Data excerpts:
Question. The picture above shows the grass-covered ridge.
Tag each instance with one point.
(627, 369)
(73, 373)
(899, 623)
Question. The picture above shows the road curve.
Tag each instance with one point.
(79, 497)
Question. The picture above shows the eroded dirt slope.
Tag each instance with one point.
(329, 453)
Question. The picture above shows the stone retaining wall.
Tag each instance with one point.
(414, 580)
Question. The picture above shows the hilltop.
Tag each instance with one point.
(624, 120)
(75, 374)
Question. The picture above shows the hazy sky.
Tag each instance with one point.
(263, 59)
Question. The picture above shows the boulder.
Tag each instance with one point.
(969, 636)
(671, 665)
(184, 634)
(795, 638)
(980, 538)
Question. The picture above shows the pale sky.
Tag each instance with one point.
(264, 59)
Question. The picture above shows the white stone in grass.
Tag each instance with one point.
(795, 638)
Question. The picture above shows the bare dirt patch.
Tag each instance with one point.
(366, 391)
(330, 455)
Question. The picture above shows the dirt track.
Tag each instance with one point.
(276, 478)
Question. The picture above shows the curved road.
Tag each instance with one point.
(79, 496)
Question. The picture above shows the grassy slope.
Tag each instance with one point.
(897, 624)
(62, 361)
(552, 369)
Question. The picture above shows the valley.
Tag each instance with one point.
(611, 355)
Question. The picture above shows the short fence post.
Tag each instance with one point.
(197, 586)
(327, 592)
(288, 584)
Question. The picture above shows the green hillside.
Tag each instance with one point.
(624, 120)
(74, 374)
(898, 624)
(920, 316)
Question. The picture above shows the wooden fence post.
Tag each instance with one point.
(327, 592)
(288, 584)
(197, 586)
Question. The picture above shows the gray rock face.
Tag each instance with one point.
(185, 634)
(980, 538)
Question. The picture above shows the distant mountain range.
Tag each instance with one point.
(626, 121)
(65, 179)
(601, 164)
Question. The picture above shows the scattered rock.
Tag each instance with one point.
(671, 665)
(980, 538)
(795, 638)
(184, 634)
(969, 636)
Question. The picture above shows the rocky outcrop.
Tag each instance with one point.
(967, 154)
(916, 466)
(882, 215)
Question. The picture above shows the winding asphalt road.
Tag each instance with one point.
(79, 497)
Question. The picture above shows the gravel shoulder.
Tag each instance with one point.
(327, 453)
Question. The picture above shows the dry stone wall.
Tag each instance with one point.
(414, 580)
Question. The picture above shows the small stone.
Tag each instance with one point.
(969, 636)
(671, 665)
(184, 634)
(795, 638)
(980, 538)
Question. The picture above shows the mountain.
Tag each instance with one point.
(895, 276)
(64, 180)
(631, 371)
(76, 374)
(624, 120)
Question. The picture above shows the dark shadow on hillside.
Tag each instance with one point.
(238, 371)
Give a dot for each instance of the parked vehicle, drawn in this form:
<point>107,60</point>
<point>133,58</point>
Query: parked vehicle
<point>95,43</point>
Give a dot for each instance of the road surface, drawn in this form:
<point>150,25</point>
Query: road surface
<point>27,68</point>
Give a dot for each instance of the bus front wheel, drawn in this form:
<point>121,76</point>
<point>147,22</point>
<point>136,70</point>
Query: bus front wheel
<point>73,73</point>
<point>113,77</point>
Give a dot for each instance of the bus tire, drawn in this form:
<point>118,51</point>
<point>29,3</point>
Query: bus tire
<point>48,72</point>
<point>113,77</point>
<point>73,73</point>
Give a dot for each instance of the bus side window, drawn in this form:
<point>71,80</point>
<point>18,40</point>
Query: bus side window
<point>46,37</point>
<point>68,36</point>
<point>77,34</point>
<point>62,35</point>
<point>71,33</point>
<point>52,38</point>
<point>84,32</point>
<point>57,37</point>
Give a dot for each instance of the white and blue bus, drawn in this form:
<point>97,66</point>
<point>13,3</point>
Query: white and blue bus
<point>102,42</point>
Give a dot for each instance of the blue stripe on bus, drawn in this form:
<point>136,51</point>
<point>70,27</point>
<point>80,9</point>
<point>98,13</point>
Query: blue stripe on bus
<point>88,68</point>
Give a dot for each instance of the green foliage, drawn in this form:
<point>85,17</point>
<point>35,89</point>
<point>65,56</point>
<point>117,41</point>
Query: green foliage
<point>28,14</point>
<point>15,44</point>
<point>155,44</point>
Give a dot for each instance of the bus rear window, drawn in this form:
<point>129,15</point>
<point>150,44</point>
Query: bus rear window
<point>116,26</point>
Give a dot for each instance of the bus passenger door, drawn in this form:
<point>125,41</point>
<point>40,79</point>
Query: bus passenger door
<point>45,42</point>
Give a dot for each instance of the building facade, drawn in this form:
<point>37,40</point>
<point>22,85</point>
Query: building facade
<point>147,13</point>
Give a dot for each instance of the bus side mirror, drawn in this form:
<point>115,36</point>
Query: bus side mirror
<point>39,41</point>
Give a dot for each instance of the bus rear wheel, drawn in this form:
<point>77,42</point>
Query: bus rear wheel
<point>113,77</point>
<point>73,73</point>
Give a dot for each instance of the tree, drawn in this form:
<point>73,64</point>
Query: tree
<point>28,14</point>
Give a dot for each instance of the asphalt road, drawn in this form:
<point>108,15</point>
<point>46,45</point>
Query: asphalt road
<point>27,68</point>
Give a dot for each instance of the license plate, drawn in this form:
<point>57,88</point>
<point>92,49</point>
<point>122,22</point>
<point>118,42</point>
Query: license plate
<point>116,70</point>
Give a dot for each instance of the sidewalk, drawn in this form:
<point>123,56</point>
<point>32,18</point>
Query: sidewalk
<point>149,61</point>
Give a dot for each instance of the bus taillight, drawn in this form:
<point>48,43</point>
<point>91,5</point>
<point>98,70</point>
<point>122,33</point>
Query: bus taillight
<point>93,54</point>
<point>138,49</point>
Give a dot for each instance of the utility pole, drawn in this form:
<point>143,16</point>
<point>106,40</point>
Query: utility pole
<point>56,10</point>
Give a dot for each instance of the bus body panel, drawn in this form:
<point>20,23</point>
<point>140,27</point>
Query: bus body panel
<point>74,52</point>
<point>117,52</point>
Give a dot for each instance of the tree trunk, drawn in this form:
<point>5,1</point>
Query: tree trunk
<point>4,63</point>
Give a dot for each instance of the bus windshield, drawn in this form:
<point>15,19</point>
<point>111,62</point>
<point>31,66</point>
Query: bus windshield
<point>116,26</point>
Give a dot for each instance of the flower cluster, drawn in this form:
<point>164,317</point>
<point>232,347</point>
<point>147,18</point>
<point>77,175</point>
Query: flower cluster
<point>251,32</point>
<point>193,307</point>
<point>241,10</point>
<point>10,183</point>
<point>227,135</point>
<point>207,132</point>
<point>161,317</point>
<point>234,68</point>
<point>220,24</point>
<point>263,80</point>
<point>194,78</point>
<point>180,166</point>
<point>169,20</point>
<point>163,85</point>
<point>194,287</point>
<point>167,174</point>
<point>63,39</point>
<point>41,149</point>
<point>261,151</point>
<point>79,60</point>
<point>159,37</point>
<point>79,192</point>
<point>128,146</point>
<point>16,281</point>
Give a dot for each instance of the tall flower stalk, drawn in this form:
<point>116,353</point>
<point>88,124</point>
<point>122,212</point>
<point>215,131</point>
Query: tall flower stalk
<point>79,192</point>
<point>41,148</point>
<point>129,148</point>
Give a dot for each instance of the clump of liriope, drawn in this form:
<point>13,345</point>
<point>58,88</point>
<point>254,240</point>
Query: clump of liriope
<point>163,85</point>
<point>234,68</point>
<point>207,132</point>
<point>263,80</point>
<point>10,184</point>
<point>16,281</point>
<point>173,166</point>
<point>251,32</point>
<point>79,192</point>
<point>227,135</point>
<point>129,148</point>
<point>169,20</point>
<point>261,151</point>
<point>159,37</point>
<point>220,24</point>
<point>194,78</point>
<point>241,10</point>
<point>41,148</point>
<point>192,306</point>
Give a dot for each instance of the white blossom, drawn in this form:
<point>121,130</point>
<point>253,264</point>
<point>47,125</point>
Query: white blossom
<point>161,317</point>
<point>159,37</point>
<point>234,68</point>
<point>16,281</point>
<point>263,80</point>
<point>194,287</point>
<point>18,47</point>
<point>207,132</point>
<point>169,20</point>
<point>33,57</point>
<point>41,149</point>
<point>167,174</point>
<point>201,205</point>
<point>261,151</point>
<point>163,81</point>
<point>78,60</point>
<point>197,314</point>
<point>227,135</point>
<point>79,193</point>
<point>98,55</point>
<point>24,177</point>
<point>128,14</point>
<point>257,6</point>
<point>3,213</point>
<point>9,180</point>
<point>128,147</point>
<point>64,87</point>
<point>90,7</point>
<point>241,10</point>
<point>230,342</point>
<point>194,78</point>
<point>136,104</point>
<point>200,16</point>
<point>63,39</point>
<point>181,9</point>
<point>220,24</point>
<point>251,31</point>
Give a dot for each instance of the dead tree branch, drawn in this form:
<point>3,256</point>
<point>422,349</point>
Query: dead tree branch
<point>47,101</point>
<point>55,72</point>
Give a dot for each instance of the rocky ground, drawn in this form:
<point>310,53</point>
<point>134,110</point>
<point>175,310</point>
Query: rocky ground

**WORK INSTRUCTIONS**
Of all the entries above, output exactly the lines between the one holding "<point>70,27</point>" and the one holding "<point>122,33</point>", inclusive.

**SOLUTION BELOW**
<point>70,27</point>
<point>80,9</point>
<point>98,13</point>
Query: blue stripe on bus
<point>88,68</point>
Give a dot for each instance of the green foliage, drawn in this form:
<point>85,17</point>
<point>35,89</point>
<point>65,56</point>
<point>117,41</point>
Query: green foliage
<point>28,14</point>
<point>15,44</point>
<point>155,44</point>
Give a dot for each instance of the bus rear window, drawn in this form:
<point>129,15</point>
<point>150,44</point>
Query: bus rear window
<point>116,26</point>
Give a dot for each instance of the bus passenger door, drawn in this form:
<point>125,41</point>
<point>40,79</point>
Query: bus passenger door
<point>45,42</point>
Give a dot for each instance of the building facade, drawn in this form:
<point>37,40</point>
<point>22,85</point>
Query: building facade
<point>147,13</point>
Give a dot for each instance of the bus side mirror, drawn in this form:
<point>115,36</point>
Query: bus side mirror
<point>39,41</point>
Give a dot for each instance of the bus rear wheel, drawn in this form:
<point>77,42</point>
Query: bus rear wheel
<point>113,77</point>
<point>73,73</point>
Give a dot for each instance of the tree, drawn in this form:
<point>73,64</point>
Query: tree
<point>28,14</point>
Give a dot for each instance of the asphalt road, drawn in this form:
<point>108,15</point>
<point>46,45</point>
Query: asphalt road
<point>27,68</point>
Give a dot for each instance of the license plate, drawn in this form:
<point>57,88</point>
<point>92,49</point>
<point>122,22</point>
<point>118,42</point>
Query: license plate
<point>116,70</point>
Give a dot for each instance of the sidewalk, drawn in this form:
<point>123,56</point>
<point>32,18</point>
Query: sidewalk
<point>149,61</point>
Give a dot for each instance of the bus taillight, drawn in this form:
<point>48,43</point>
<point>91,5</point>
<point>98,70</point>
<point>122,33</point>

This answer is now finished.